[Activity A]:
In the DNA and RNA bond-length summary, the averages of the bond lengths are close to the sums of the atomic covalent radii of which elements?
[Activity B]:
Copy the part of the DNA and RNA bond-length summary starting with "Atomic Structures of" and going on through "atomic covalent radii.".

[Exercise text]:
[Start of section]
Atomic Structures of the Molecular Components in DNA and RNA based on Bond Lengths as Sums of Atomic Radii
Raji Heyrovska

TL;DR
This paper interprets bond lengths in DNA and RNA components as sums of atomic radii, providing a new atomic-level perspective on their molecular structures based on literature data.
Contribution
It extends the atomic radii sum interpretation to nucleic acid components, offering a novel atomic structural resolution for DNA and RNA molecules.
Findings
Bond lengths closely match sums of atomic covalent radii.
Conventional molecular structures are resolved into probable atomic structures.
Provides atomic-level insight into nucleic acid components.
Abstract
The interpretation by the author in recent years of bond lengths as sums of the relevant atomic or ionic radii has been extended here to the bonds in the skeletal structures of adenine, guanine, thymine, cytosine, uracil, ribose, deoxyribose and phosphoric acid. On examining the bond length data in the literature, it has been found that the averages of the bond lengths are close to the sums of the corresponding atomic covalent radii of carbon, nitrogen, oxygen, hydrogen and phosphorus. Thus, the conventional molecular structures have been resolved here, for the first time, into probable atomic structures.
[End of section]
[Given information]:
[Start of section]
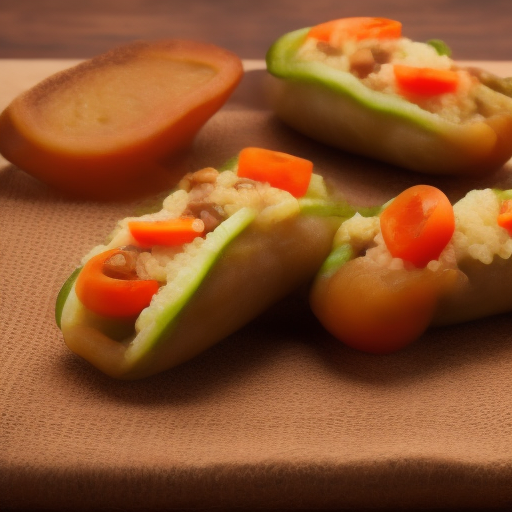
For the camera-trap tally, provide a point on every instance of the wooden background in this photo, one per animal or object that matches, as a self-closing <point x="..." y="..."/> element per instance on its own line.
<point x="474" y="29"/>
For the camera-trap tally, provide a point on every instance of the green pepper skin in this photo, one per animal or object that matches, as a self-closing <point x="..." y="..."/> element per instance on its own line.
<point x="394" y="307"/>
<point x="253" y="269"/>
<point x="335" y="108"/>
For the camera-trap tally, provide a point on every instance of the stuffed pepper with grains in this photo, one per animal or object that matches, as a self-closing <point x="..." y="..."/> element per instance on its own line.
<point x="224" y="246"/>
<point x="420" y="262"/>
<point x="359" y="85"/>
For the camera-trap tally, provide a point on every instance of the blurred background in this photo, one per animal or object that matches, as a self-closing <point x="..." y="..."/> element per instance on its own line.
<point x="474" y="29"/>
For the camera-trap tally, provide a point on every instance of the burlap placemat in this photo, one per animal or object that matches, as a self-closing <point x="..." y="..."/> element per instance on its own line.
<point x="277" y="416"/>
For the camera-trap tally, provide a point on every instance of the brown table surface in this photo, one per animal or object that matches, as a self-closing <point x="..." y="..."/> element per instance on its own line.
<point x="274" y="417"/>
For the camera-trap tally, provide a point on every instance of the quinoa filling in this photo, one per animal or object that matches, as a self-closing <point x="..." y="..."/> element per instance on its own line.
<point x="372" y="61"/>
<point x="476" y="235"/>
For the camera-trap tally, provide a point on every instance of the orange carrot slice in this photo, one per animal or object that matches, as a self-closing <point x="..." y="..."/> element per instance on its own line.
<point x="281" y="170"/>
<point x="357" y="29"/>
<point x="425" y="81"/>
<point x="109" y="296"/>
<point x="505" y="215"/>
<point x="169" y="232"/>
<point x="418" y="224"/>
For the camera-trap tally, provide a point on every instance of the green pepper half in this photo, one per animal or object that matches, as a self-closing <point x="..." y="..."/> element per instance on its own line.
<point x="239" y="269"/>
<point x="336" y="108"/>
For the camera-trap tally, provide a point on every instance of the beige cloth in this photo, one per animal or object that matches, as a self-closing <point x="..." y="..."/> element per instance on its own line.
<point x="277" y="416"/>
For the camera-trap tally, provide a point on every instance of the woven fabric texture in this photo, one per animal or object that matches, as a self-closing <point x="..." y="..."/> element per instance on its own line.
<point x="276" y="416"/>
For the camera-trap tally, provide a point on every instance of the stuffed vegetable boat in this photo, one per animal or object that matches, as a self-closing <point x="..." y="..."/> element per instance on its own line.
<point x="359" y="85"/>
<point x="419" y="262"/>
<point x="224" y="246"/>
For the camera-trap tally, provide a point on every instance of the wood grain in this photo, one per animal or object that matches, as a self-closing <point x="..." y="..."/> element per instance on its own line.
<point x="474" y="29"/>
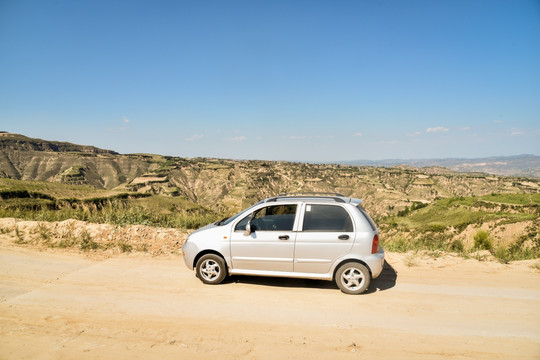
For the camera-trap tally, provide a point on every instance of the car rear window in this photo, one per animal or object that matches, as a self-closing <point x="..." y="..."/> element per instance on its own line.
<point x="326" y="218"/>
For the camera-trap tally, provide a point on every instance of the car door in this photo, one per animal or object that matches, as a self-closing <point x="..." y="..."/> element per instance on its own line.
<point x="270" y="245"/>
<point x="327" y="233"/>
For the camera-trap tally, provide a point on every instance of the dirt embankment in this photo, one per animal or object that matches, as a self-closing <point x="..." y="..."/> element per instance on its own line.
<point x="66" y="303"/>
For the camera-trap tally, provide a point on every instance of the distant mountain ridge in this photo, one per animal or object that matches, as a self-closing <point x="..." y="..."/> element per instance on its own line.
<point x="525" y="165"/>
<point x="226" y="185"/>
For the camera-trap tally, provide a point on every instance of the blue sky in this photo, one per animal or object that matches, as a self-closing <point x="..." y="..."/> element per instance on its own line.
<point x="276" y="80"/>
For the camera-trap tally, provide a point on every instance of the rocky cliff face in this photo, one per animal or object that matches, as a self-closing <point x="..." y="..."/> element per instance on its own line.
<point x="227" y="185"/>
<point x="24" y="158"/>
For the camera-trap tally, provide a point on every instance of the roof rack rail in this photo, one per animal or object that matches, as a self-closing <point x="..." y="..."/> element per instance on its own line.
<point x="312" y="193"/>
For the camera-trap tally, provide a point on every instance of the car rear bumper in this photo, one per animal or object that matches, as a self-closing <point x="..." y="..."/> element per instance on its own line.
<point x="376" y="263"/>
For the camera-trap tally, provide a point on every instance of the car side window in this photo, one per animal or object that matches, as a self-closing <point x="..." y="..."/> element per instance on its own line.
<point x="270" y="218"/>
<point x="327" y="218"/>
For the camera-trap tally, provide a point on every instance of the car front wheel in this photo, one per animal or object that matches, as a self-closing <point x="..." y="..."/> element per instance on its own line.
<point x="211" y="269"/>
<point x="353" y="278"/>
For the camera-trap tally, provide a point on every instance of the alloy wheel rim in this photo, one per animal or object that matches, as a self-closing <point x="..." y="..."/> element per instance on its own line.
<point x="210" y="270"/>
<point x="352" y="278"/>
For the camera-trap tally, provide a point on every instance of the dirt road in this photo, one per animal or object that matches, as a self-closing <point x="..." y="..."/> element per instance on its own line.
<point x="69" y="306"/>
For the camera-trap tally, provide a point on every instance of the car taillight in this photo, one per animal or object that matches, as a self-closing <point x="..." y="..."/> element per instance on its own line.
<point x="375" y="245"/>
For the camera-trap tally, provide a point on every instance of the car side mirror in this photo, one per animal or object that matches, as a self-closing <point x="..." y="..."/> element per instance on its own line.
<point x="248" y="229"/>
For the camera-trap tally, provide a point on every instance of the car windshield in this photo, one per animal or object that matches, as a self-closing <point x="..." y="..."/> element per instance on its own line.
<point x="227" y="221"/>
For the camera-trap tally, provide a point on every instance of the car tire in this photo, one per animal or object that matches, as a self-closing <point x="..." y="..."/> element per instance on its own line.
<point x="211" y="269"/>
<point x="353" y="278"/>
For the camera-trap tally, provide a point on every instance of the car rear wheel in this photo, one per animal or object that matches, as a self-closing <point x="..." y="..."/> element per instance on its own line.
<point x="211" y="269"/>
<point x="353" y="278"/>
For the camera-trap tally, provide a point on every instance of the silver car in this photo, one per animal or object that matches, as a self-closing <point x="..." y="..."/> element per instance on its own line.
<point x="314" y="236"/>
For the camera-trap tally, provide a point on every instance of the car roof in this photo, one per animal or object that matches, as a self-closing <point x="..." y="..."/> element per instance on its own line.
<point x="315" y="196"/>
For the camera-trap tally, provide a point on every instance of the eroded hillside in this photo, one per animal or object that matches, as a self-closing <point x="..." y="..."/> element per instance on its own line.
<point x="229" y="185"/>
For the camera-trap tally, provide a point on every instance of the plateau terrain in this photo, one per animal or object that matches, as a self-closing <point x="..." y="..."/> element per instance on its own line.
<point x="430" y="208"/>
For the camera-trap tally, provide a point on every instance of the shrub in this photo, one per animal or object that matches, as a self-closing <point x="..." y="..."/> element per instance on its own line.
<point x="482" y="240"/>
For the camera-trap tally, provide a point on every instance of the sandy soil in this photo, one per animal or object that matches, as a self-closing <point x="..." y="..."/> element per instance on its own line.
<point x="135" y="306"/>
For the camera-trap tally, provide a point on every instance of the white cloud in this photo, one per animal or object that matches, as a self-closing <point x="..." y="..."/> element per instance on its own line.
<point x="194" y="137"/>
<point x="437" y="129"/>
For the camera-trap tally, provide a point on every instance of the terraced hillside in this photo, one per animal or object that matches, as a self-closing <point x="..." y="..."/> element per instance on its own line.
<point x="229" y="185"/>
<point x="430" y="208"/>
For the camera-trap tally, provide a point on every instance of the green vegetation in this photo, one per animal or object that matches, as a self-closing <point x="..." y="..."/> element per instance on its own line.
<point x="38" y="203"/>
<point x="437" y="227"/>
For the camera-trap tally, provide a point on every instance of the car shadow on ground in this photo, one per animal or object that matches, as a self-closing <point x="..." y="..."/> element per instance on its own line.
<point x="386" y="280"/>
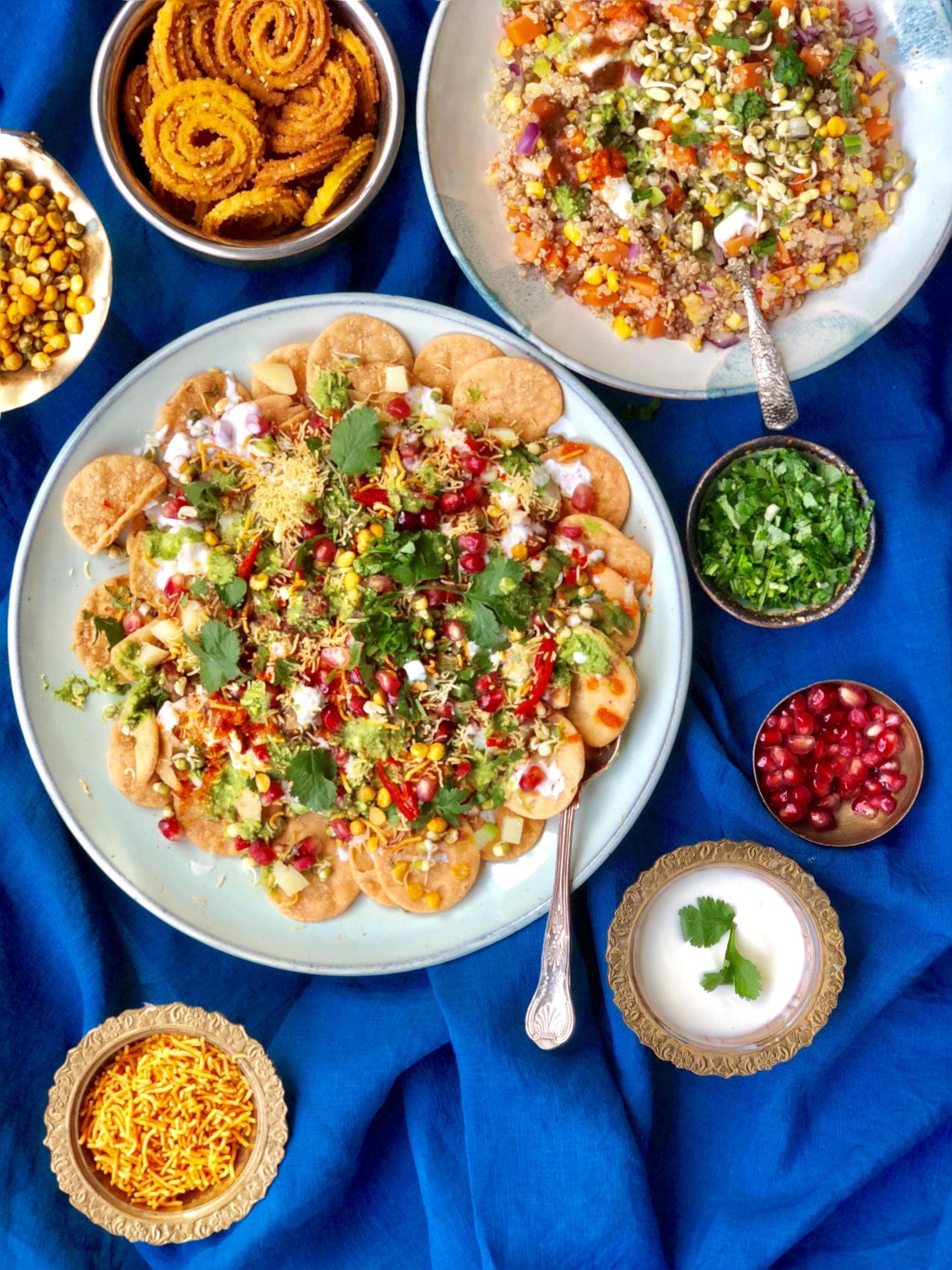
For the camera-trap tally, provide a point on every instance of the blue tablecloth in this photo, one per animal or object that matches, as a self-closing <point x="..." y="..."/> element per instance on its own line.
[End of section]
[Task solution A]:
Carbon, nitrogen, oxygen, hydrogen and phosphorus.

[Task solution B]:
Atomic Structures of the Molecular Components in DNA and RNA based on Bond Lengths as Sums of Atomic Radii
Raji Heyrovska

TL;DR
This paper interprets bond lengths in DNA and RNA components as sums of atomic radii, providing a new atomic-level perspective on their molecular structures based on literature data.
Contribution
It extends the atomic radii sum interpretation to nucleic acid components, offering a novel atomic structural resolution for DNA and RNA molecules.
Findings
Bond lengths closely match sums of atomic covalent radii.